### Set problem A
Answer these questions using the Twilight Zone episode text:
(i) Who directed the episode?
(ii) What does Joe Britt do for a living?
(iii) Which channel does the repaired TV start getting?
### Set problem B
Print the part of the Twilight Zone episode text starting at "Guest appearances" and ending at "kill his wife.".
### Set problem C
Carry on the Twilight Zone episode text with the next part, picking up after its last sentence.

### Document passage
- Episode no.: Season 5 Episode 24
- Directed by: Richard L. Bare
- Written by: Martin Goldsmith
- Production code: 2635
- Original air date: March 13, 1964

Guest appearances
- William Demarest as Joe Britt; Joan Blondell as Phyllis Britt; Sterling Holloway as TV Repairman; Herbert Lytton as Dr. Saltman; Sandra Gould as Woman on TV; Howard Wright as Judge;

Episode chronology
| ← Previous "Queen of the Nile" | Next → "The Masks" |
- The Twilight Zone (1959 TV series) (season 5)

= What's in the Box =

"What's in the Box" is episode 144 of the American television anthology series The Twilight Zone. It originally aired on March 13, 1964 on CBS. In this episode, a man's television set displays his past, present, and future, revealing to him that he will kill his wife.

==Opening narration==

Portrait of a TV fan. Name: Joe Britt. Occupation: cab driver. Tonight, Mr. Britt is going to watch "a really big show," something special for the cabbie who's seen everything. Joe Britt doesn't know it, but his flag is down and his meter's running and he's in high gear - on his way to the Twilight Zone.

==Plot==
Joe and Phyllis Britt are an old married couple in New York City who do not get along. Joe gets home from his job as a cab driver late one night, and Phyllis accuses him of seeing another woman. In the meantime, a television repairman is in the next room fixing their broken set. Irritated, Joe harasses the repairman about the inconvenience and cost. The repairman abruptly closes the open TV panel and announces that the TV is fixed. After stating that the job is free, he leaves; the TV then starts getting channel 10 - a station showing the past, present, and future of Joe and Phyllis' lives. Joe is left stunned when he sees himself along with his mistress. Joe refuses to let Phyllis watch the TV, and faints when he sees himself and Phyllis from the kitchen as before.

When he tunes in again later, the TV shows him killing Phyllis in a fight. Joe breaks down at the sight and tells Phyllis what is happening. Phyllis seeks help from the family doctor, who gives Joe a sedative and says that seeing oneself on television is one of several common delusions manifested by the struggle to adjust to the new technology of television.

### Record extracts

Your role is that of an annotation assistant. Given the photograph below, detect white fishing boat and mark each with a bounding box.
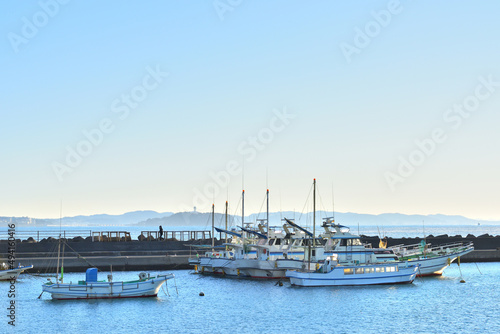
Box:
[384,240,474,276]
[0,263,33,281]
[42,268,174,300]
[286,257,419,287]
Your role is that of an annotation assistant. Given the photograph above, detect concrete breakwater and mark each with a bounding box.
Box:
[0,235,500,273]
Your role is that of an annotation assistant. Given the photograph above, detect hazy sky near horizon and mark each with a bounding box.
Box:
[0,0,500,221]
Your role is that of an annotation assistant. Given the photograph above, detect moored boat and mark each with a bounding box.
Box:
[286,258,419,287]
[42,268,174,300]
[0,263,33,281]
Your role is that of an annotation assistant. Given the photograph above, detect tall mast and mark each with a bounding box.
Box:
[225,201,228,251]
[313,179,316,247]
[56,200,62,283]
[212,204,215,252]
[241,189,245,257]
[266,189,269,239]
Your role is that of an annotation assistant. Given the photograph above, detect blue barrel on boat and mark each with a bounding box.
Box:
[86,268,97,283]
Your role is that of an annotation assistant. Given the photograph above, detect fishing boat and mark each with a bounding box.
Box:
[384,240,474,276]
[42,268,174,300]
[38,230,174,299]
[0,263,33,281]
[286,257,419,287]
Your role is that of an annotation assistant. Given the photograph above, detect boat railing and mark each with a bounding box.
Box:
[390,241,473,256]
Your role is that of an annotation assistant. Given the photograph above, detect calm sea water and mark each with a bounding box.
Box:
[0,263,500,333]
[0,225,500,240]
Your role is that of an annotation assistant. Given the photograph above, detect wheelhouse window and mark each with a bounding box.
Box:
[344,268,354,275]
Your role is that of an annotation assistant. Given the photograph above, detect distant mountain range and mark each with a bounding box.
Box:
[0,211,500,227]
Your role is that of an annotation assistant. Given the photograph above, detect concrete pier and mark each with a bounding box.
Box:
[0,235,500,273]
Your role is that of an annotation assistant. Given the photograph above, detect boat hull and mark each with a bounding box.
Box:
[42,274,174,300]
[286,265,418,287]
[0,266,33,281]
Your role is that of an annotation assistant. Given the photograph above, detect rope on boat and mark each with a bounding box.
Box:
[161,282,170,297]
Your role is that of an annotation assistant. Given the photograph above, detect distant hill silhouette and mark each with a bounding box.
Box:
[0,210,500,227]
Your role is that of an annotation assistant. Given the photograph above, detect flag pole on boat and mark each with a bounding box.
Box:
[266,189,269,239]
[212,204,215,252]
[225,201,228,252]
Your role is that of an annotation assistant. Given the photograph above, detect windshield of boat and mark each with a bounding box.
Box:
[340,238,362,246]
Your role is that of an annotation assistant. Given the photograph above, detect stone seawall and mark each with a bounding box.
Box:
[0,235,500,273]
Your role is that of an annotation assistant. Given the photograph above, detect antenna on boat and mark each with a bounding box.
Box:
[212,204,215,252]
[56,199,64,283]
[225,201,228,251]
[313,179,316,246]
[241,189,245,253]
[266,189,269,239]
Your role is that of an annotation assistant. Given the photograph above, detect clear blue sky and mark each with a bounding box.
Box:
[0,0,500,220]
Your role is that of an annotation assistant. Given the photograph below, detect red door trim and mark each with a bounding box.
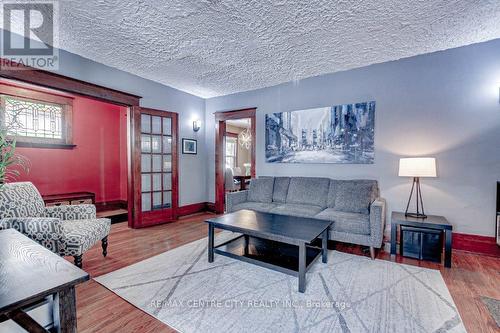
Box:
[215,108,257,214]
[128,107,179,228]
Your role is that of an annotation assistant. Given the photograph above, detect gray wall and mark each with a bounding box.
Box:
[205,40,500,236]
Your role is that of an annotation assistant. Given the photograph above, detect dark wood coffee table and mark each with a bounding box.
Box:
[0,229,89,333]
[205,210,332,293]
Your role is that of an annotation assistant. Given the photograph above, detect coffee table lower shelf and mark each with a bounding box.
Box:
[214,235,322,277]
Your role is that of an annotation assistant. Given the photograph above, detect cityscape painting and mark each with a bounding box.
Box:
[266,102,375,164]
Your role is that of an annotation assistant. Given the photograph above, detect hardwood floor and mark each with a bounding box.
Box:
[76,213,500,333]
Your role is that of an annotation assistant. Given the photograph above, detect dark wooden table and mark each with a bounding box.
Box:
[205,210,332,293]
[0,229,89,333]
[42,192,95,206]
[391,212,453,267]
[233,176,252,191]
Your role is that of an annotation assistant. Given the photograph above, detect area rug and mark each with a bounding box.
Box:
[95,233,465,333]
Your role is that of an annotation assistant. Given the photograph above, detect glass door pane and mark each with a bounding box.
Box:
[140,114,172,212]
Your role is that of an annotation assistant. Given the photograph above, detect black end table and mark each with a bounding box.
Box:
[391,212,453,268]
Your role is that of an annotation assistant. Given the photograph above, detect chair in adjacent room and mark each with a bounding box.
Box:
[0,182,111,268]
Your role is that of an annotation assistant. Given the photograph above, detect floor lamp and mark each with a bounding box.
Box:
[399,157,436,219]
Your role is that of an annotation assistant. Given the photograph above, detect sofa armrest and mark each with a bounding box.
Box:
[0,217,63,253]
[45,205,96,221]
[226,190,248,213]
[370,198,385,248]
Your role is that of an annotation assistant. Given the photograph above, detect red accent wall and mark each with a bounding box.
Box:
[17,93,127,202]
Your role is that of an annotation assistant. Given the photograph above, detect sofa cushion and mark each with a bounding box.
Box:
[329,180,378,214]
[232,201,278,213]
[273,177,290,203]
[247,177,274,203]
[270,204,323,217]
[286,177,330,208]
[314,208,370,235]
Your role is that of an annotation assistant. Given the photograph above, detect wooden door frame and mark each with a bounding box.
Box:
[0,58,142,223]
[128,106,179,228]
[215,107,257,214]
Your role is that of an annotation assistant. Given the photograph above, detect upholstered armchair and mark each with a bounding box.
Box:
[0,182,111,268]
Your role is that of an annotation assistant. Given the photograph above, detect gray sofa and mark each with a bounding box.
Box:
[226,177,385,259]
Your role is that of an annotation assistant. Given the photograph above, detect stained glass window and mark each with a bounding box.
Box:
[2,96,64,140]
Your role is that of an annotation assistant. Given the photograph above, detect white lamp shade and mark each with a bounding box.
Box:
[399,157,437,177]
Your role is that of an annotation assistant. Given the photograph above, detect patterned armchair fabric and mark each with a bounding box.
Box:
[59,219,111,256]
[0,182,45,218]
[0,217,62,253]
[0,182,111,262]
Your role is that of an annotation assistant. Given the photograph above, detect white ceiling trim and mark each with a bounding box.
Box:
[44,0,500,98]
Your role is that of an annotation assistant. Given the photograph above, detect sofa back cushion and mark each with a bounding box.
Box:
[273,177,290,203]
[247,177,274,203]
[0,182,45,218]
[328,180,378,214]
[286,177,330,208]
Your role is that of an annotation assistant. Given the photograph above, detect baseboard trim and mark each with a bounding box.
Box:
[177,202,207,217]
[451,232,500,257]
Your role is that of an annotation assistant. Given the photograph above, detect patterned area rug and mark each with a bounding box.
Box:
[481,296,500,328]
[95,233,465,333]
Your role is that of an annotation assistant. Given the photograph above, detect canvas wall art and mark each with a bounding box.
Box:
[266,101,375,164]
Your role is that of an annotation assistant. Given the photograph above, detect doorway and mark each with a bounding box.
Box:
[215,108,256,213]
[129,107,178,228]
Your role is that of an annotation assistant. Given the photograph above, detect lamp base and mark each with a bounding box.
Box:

### Expected output A
(i) Richard L. Bare
(ii) He is a cab driver.
(iii) Channel 10

### Expected output B
Guest appearances
- William Demarest as Joe Britt; Joan Blondell as Phyllis Britt; Sterling Holloway as TV Repairman; Herbert Lytton as Dr. Saltman; Sandra Gould as Woman on TV; Howard Wright as Judge;

Episode chronology
| ← Previous "Queen of the Nile" | Next → "The Masks" |
- The Twilight Zone (1959 TV series) (season 5)

= What's in the Box =

"What's in the Box" is episode 144 of the American television anthology series The Twilight Zone. It originally aired on March 13, 1964 on CBS. In this episode, a man's television set displays his past, present, and future, revealing to him that he will kill his wife.

### Expected output C
Profoundly disturbed by the sight of Phyllis' death, Joe tries to heal their relationship, telling her that he accepts the blame for their feuding and has realized that his extramarital affairs were only an escape from the stress of his job, that Phyllis is still the one he really loves. Embittered by years of Joe's coldness and philandering, Phyllis scorns his attempt at reconciliation. When he begins reacting to another channel 10 vision – his trial for Phyllis's murder and execution via electric chair – even as Phyllis sees only static, Phyllis is convinced that Joe has lost his mind and taunts him. Joe, angered, attacks and kills her just as he had seen on the television screen.

As Joe is arrested by the police, the TV repairman suddenly appears and mockingly asks, "Fix your set okay, mister? You will recommend my service, won't you?" The repairman smirks as Joe is taken away.

==Closing narration==

The next time your TV set is on the blink, when you're in the need of a first-rate repairman, may we suggest our own specialist? Factory-trained, prompt, honest, twenty-four hour service. You won't find him in the phone book, but his office is conveniently located - in the Twilight Zone.

==Cast==
- Joan Blondell as Phyllis Britt
- William Demarest as Joe Britt
- Sterling Holloway as TV Repairman
- Herbert Lytton as Dr. Saltman
- Sandra Gould as Woman On T.V.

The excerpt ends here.